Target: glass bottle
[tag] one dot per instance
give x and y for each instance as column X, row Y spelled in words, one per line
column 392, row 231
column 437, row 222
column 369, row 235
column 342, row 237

□ □ □ □ □

# [Aim]
Can you output each line of the items above as a Markdown table with the columns Index and Line, numbering the rows and skipping blank lines?

# [Finished task]
| Index | Line |
|---|---|
| 1 | Target: glass bottle |
| 2 | [tag] one dot per instance |
| 3 | give x and y for each instance as column X, row Y spelled in words, one per line |
| 4 | column 392, row 231 |
| 5 | column 437, row 222 |
| 6 | column 369, row 235 |
| 7 | column 342, row 237 |